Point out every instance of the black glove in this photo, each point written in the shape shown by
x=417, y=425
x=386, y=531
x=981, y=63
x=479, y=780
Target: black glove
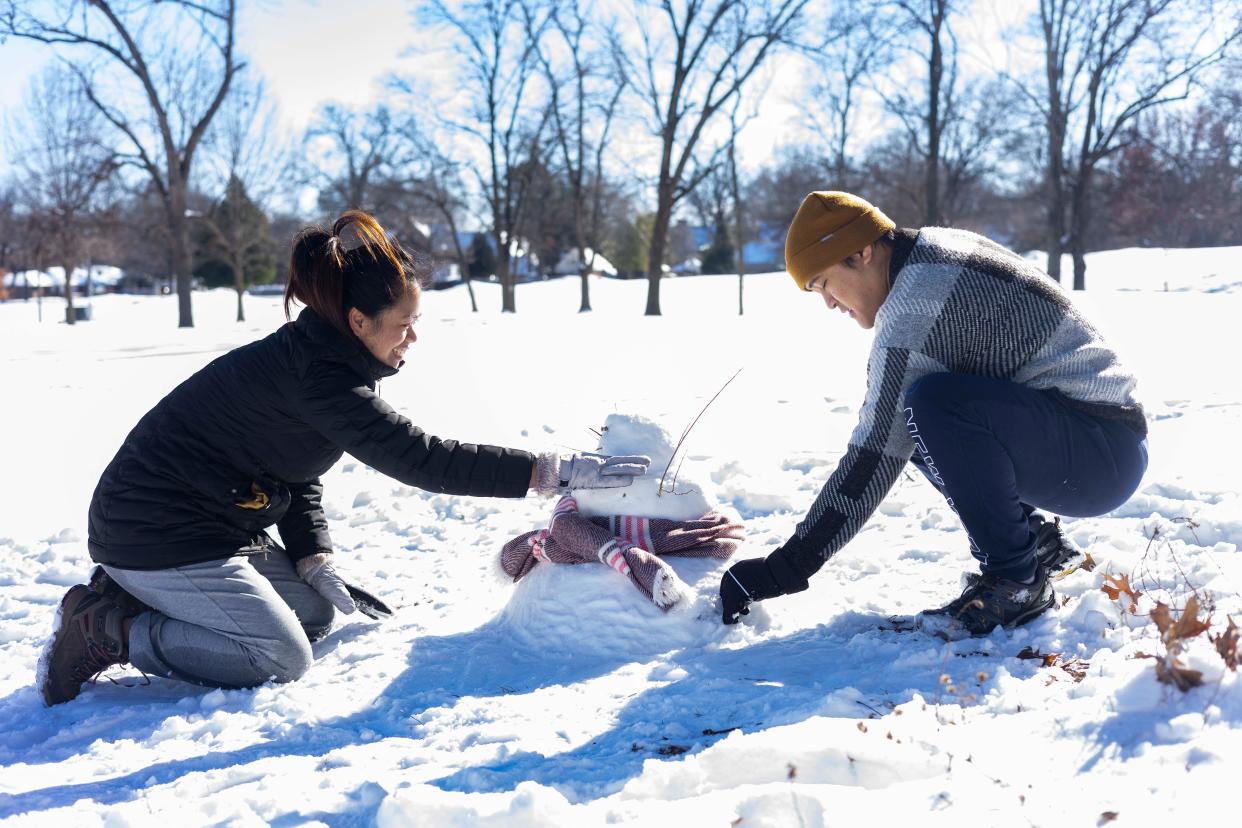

### Task to carry out
Put each line of the listing above into a Markdown table with the columns "Row" and "Line", numbering the rows and skipping any blank lines. Leave the picture out.

### Response for this exercise
| Row | Line |
|---|---|
| 1 | Point out every instance of the black glove in this photo, each point written in the shape shown by |
| 2 | x=417, y=425 |
| 3 | x=386, y=531 |
| 4 | x=981, y=63 |
| 5 | x=479, y=780 |
| 6 | Target: black glove |